Activity: Locate every line in the listing below that contains the word "rough", treating uppercase and lowercase letters as different, and copy each such line in full.

Records:
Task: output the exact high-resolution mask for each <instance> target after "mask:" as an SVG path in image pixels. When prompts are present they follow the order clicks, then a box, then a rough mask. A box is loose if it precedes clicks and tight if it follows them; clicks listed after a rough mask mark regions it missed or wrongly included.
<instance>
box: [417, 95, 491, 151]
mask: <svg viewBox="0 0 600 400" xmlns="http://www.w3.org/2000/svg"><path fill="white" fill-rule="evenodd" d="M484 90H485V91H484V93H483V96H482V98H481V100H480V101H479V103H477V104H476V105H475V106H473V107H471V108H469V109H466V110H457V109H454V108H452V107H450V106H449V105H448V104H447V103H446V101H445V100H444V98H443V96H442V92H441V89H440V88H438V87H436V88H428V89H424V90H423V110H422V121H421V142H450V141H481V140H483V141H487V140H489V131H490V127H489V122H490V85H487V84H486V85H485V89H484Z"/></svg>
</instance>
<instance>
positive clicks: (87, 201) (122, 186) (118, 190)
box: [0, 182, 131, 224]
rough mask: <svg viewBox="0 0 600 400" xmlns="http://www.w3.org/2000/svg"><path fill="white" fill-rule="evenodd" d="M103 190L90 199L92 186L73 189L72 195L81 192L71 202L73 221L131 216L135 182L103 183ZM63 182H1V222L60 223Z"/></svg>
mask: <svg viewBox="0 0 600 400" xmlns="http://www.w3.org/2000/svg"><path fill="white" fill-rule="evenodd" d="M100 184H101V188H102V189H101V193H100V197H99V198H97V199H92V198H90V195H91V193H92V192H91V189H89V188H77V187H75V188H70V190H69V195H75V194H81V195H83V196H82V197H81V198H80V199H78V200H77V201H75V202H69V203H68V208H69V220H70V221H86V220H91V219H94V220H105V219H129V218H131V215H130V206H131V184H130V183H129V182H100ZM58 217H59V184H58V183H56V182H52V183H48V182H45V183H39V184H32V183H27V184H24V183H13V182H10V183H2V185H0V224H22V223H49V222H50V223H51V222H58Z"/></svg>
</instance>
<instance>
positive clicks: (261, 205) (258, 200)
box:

Task answer:
Task: output the exact high-resolution mask for each <instance> target after "mask:" as an SVG path in image pixels. When prompts are present they follow the order clicks, then a box, then a rough mask. A box is loose if it precedes clicks and tight if it follows them; clicks listed after a rough mask mark regions it missed or wrongly included.
rough mask: <svg viewBox="0 0 600 400" xmlns="http://www.w3.org/2000/svg"><path fill="white" fill-rule="evenodd" d="M103 190L90 199L92 186L73 189L72 195L81 192L71 202L73 221L131 216L135 182L103 183ZM63 182H1V222L60 223Z"/></svg>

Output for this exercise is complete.